▶ **Stated goal**: Copy each entry below, swapping "windshield frame" for "side mirror" and leaving all other text untouched.
+ + + + +
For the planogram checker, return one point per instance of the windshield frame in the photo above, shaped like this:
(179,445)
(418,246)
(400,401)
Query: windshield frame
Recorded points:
+ + + + +
▶ **Reply to the exercise**:
For the planogram checker, return one point per instance of the side mirror in the photo above, shaped like this:
(179,445)
(418,246)
(400,401)
Query: side mirror
Recorded points:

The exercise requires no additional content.